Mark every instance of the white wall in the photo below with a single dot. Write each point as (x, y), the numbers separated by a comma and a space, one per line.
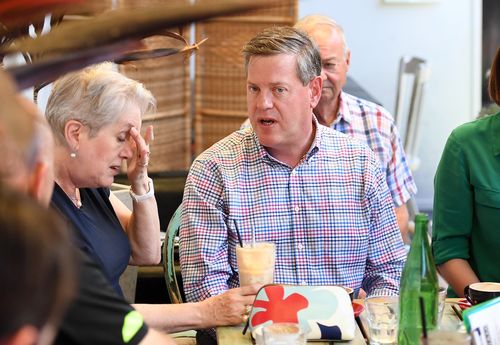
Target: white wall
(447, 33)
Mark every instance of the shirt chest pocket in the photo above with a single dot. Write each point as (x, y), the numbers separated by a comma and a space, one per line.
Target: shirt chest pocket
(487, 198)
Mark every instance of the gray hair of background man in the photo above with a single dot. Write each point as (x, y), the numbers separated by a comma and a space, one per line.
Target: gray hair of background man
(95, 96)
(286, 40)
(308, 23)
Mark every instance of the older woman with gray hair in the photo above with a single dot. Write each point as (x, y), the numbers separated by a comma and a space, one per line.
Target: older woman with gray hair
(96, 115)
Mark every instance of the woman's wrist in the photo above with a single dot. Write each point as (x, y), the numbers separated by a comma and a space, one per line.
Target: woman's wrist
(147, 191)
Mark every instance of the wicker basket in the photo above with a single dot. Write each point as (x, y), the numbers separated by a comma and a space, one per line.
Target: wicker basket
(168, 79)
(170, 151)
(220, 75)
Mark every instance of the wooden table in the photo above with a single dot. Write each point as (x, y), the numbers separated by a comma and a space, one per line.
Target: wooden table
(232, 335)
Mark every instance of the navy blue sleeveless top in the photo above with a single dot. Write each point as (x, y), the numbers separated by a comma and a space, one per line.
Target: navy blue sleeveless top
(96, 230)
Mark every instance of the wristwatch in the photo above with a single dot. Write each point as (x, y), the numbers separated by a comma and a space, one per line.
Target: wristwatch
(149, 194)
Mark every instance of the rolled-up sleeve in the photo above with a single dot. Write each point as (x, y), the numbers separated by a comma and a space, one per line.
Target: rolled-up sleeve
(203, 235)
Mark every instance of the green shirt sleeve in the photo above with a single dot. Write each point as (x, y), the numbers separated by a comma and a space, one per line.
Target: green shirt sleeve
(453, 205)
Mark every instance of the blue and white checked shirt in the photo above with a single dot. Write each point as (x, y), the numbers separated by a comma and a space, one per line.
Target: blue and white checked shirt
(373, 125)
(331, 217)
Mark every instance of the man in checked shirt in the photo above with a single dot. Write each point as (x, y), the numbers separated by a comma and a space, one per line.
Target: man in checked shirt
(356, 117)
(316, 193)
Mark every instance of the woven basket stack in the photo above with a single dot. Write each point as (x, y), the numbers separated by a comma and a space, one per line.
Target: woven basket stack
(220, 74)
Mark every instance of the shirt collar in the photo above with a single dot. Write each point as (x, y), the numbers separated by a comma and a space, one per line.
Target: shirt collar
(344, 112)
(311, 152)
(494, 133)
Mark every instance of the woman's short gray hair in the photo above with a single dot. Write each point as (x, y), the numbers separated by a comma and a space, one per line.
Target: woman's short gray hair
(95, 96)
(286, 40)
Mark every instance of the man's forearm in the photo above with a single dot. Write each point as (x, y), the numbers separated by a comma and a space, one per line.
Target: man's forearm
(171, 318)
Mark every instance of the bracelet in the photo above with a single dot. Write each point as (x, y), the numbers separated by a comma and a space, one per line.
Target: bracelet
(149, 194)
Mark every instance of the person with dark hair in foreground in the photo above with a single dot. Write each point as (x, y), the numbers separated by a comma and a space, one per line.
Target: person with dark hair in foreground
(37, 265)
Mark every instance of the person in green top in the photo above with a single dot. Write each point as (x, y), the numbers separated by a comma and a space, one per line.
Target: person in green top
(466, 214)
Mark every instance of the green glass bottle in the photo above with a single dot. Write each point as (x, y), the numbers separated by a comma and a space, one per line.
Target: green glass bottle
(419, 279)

* * * * * * *

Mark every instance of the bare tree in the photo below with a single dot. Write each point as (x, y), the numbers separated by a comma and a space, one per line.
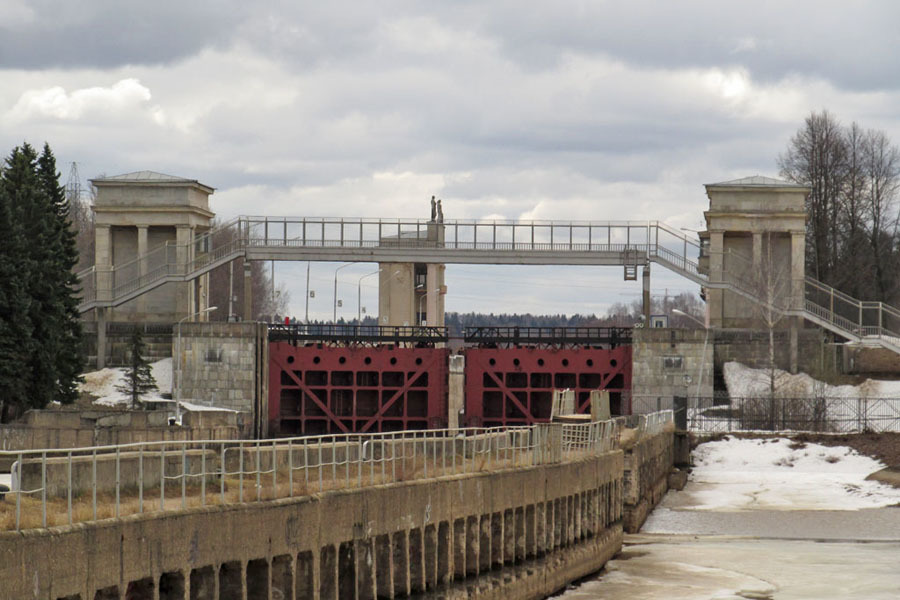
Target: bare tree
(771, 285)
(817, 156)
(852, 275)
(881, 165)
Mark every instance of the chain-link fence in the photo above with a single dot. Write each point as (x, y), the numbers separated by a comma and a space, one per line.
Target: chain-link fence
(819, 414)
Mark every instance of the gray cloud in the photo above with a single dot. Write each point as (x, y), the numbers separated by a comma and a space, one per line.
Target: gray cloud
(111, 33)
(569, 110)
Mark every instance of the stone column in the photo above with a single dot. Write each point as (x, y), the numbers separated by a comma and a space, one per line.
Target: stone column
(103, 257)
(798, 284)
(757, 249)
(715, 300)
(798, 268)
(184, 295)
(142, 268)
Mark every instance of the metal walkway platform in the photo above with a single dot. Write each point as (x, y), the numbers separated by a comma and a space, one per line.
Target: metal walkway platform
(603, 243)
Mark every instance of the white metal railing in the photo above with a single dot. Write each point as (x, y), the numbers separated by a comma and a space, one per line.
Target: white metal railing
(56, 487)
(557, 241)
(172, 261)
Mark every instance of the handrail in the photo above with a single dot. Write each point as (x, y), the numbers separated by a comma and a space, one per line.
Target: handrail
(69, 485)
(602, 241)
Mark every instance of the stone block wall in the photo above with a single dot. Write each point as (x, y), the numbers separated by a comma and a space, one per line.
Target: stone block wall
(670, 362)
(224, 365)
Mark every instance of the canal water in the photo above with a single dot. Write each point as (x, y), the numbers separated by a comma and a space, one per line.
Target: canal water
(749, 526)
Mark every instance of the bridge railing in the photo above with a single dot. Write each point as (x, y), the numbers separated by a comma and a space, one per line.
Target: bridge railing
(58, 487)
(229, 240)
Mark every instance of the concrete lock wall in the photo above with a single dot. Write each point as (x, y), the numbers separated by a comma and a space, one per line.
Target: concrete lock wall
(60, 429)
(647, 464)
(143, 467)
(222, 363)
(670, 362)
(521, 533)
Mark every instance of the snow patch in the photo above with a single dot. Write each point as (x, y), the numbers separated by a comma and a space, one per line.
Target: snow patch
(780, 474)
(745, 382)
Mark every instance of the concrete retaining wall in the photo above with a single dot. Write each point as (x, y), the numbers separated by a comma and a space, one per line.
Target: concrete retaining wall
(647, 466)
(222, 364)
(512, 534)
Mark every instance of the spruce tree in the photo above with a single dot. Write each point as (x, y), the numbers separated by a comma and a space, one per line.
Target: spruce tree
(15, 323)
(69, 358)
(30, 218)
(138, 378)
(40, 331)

* * * * * * *

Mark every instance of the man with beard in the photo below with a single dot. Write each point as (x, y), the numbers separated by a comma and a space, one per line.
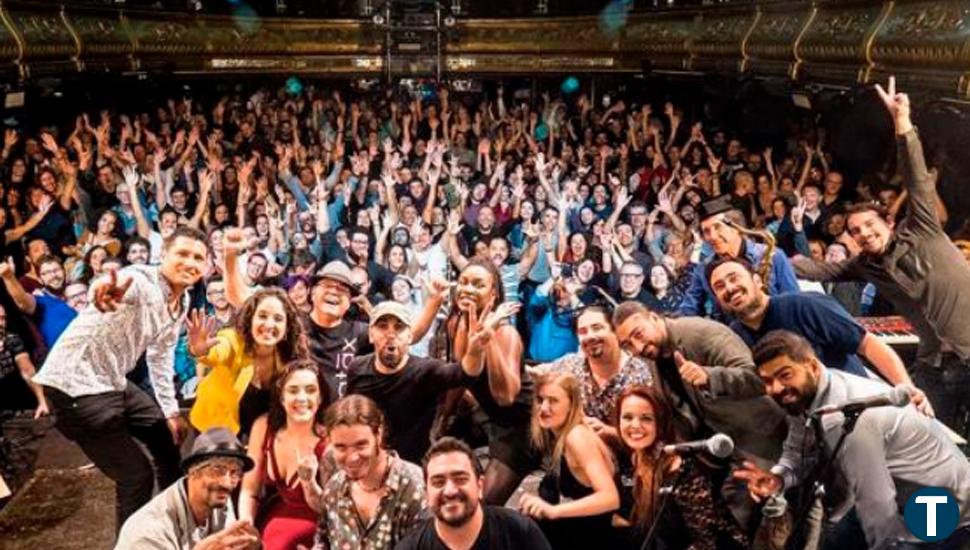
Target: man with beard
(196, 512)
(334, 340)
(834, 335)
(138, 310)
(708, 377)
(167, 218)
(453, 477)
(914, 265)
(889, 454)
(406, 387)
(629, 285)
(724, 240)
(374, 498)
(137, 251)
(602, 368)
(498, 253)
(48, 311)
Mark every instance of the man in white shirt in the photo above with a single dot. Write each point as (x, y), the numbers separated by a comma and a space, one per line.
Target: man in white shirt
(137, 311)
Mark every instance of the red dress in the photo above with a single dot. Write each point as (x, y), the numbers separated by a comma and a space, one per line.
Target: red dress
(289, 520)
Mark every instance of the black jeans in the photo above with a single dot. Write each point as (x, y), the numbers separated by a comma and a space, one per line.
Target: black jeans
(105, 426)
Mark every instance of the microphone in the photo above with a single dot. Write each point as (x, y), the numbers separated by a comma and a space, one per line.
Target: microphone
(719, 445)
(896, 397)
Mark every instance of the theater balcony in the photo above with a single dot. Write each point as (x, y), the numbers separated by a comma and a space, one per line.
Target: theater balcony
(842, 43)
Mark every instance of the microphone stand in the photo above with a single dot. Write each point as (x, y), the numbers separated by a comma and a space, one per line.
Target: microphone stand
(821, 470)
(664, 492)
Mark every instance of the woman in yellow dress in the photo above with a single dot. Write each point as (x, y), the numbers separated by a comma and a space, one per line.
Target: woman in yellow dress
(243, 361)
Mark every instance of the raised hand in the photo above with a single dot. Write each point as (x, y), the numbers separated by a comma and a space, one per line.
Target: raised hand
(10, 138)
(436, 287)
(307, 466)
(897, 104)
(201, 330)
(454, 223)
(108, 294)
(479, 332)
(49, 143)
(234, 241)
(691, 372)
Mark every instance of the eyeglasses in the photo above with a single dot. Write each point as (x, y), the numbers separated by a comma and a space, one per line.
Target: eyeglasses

* * * * * * *

Task statement: How many lines of the material hold the string "below"? Answer with the number only.

Response for this exercise: 3